__Tasks to perform__.
1 > Using the article about the East Bay park board member, decide whether each statement agrees with it: (a) Mercurio joined the park district board after an election in November; (b) Mercurio described the storm damage to Clayton's trails as moderate; (c) Mercurio once served on the state Trails Commission. For each, answer yes or no and quote the words of the article that decide it.
2 > In the records, rename "rough mask" to "coarse mask" in the lines between the one holding "Fill in the" and the one holding "positive clicks: (480, 248) (491, 312)", inclusive. Return only those lines, with everything else left unchanged.

Trail advocate strives to add diversity to East Bay park district

Trail advocate strives to add diversity to East Bay park district

John Mercurio represents Clayton and Concord on the East Bay Regional Park District board.

CONTRA COSTA COUNTY, CA (July 20, 2023) — John Mercurio speaks beautifully about our corner of the East Bay and why he loves serving on the board of directors for the East Bay Regional Park District.

The trail-lover and consummate volunteer has brought his passion for diversity, family and the world’s trails to the role since being elected in November. His Ward 6 spans Clayton, Concord and the surrounding area from San Ramon to Antioch.

Mercurio gave us an overview of our trails, especially the Black Diamond Trail, in the aftermath of the stormy 2023 winter. He said that damage to Clayton’s trails was “severe” and reached into remote areas that will be hard to clear. The last figure he saw was $13 million in damage for the whole area.

Work is underway in our ward and will be done in phases through the next rainy season. At the time this story was written, the clearing of Black Diamond was on track for the end of July and expected to take just a few days.

Hiker surveys the Dec/Jan 2023 storm damage to the Clayton side of the Black Diamond Trail. Damage to the entire EBRPD is estimated to top $13 million. (Tamara Steiner photo)


Long love of trails

Mercurio has been involved in the district’s parks and trails for at least 35 years. “The first thing I ever volunteered with the district for was to build trails,” he recalls.

When his first daughter was 3 days old, he took her out on a trail. Now his adult children love trails as much as he does.

Once a member of the state Trails Commission and of the no-longer active Diablo Road Runners, Mercurio helped plan the latter club’s running routes. His stamp is all over our trails, clubs and our entire community.

“John’s love of trails and hiking and running will only add to his value as park ­director,” says Joe Sullivan, Mercurio’s long-time friend and frequent hiking partner. “He’s as dedicated to family as he is to the area and the environment.”

Advocate for diversity

Mercurio is driven by a commitment to diversity, inclusion and shared histories. Informed by his Italian heritage, Mercurio crafts his role around serving a diverse population.

He relates to the frustration many communities experience when people focus on negative stereotypes. Mercurio says that approaching the many cultures of our area in a different way “is attractive to me because I know what it feels like to have everybody always talking about the Mafia … then they forget about the Renaissance.”

__Supplied data__.

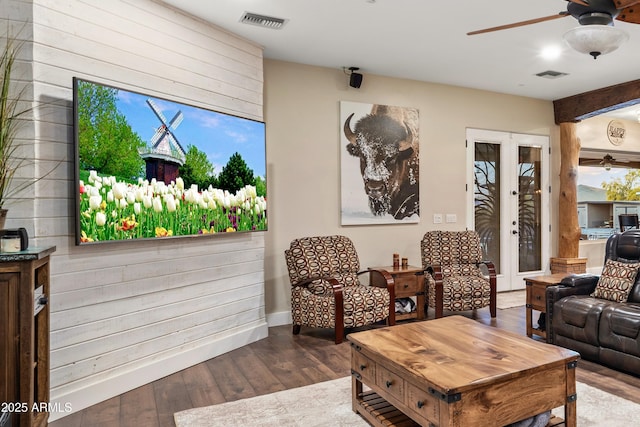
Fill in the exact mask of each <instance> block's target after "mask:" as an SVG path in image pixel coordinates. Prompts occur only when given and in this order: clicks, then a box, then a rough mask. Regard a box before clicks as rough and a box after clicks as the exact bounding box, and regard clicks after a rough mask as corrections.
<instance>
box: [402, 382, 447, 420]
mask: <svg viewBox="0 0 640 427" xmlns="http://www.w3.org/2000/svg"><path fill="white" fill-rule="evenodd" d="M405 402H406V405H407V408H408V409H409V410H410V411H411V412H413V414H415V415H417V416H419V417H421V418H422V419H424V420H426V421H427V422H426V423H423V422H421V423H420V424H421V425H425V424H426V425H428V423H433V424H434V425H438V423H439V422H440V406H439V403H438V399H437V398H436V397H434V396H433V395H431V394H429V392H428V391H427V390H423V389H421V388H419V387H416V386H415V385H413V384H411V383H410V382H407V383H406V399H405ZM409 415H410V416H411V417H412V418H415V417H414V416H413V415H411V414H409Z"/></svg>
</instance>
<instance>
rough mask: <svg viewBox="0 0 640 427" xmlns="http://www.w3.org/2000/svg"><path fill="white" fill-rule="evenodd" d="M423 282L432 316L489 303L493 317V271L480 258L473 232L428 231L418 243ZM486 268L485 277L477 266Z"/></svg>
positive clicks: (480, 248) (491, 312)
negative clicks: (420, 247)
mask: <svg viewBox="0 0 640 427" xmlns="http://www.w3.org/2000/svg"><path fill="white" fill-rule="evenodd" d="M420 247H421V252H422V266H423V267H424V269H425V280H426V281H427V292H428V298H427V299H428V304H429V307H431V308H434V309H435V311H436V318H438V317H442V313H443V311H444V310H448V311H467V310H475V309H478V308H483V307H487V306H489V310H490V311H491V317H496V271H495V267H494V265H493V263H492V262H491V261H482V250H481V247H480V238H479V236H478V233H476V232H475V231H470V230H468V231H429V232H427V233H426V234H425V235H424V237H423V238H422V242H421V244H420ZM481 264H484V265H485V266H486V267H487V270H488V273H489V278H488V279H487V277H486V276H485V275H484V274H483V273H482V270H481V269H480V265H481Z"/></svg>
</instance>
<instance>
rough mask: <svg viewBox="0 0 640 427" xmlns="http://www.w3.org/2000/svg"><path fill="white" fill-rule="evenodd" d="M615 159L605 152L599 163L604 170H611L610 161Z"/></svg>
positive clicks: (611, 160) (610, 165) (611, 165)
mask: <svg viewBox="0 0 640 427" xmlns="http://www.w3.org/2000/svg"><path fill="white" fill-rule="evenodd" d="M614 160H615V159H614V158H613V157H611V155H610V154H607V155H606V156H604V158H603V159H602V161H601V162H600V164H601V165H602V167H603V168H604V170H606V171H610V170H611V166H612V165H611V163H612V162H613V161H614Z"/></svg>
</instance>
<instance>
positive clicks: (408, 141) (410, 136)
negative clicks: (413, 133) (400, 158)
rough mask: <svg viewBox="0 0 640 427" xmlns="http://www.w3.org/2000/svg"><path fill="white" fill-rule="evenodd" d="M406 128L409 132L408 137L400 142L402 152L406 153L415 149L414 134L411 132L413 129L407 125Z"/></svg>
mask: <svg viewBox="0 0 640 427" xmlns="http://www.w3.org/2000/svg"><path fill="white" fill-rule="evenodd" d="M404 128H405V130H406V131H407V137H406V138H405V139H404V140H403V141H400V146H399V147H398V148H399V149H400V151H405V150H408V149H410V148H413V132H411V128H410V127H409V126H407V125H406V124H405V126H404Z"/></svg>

--

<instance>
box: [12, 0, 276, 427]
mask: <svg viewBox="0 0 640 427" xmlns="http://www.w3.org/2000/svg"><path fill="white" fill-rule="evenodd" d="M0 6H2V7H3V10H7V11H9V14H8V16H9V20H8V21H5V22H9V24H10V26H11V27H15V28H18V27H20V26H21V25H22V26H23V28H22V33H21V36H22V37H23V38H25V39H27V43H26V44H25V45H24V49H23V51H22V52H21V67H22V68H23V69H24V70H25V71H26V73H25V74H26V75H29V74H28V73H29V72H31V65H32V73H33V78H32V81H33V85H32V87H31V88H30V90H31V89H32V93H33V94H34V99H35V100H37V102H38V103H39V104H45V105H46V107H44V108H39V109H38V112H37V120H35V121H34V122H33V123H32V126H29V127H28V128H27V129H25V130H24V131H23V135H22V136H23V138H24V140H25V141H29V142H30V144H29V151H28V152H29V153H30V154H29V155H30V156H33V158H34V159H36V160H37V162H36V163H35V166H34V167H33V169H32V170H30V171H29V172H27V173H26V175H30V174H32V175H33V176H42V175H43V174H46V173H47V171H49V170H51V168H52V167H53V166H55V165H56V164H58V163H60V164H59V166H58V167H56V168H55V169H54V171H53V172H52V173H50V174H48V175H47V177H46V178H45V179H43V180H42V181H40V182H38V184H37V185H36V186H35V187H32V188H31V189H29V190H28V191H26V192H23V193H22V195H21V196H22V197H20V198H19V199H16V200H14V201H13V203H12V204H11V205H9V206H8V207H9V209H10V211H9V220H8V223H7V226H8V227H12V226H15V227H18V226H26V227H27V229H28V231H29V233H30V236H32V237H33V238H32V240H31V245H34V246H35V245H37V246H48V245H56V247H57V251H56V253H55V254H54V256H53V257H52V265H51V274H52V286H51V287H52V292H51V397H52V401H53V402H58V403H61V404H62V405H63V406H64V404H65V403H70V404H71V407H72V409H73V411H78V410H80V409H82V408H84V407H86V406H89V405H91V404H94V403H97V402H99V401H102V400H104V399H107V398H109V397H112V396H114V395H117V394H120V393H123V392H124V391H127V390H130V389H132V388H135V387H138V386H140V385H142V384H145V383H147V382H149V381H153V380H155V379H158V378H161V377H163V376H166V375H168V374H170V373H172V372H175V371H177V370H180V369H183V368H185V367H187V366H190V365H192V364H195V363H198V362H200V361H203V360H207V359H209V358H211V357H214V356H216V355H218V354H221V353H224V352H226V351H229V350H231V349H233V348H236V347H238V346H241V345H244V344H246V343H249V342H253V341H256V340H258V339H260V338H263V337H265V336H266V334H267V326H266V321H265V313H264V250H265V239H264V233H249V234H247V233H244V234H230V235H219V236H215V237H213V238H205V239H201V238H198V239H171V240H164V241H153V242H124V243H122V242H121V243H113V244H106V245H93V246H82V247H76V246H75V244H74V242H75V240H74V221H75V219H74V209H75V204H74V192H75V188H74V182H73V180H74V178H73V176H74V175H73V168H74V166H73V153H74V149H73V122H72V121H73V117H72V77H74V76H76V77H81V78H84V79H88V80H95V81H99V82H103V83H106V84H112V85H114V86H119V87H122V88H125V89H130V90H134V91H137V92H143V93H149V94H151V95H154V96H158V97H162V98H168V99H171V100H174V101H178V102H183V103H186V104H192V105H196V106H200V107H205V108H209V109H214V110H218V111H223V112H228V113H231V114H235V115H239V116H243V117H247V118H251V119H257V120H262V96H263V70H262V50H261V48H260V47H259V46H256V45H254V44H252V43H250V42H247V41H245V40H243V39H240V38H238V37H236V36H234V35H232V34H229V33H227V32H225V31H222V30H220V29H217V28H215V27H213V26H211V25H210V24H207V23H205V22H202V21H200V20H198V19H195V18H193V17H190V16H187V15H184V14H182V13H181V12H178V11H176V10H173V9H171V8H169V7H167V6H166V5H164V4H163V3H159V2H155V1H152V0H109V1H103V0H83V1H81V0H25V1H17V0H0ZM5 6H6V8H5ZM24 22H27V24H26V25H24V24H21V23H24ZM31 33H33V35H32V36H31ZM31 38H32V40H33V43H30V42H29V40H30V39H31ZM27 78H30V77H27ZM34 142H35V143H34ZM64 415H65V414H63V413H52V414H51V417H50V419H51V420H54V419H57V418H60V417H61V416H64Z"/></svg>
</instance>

__Answers for the exercise__.
1 >
(a) Yes: "since being elected in November"
(b) No: "He said that damage to Clayton’s trails was “severe”"
(c) Yes: "Once a member of the state Trails Commission"

2 >
Fill in the exact mask of each <instance> block's target after "mask:" as an SVG path in image pixel coordinates. Prompts occur only when given and in this order: clicks, then a box, then a coarse mask. Regard a box before clicks as rough and a box after clicks as the exact bounding box, and regard clicks after a coarse mask as corrections.
<instance>
box: [402, 382, 447, 420]
mask: <svg viewBox="0 0 640 427" xmlns="http://www.w3.org/2000/svg"><path fill="white" fill-rule="evenodd" d="M405 402H406V405H407V408H408V409H409V410H410V411H411V412H413V414H415V415H417V416H419V417H421V418H422V419H424V420H426V421H427V422H426V423H423V422H421V423H420V424H421V425H425V424H426V425H428V423H433V424H434V425H438V423H439V422H440V406H439V403H438V399H437V398H436V397H434V396H433V395H431V394H429V392H428V391H427V390H423V389H421V388H419V387H416V386H415V385H413V384H411V383H410V382H407V383H406V399H405ZM409 415H410V416H411V417H412V418H415V417H414V416H413V415H411V414H409Z"/></svg>
</instance>
<instance>
coarse mask: <svg viewBox="0 0 640 427" xmlns="http://www.w3.org/2000/svg"><path fill="white" fill-rule="evenodd" d="M423 282L432 316L489 303L493 317V271L480 258L473 232L428 231L418 243ZM486 268L485 277L477 266Z"/></svg>
positive clicks: (480, 248) (491, 312)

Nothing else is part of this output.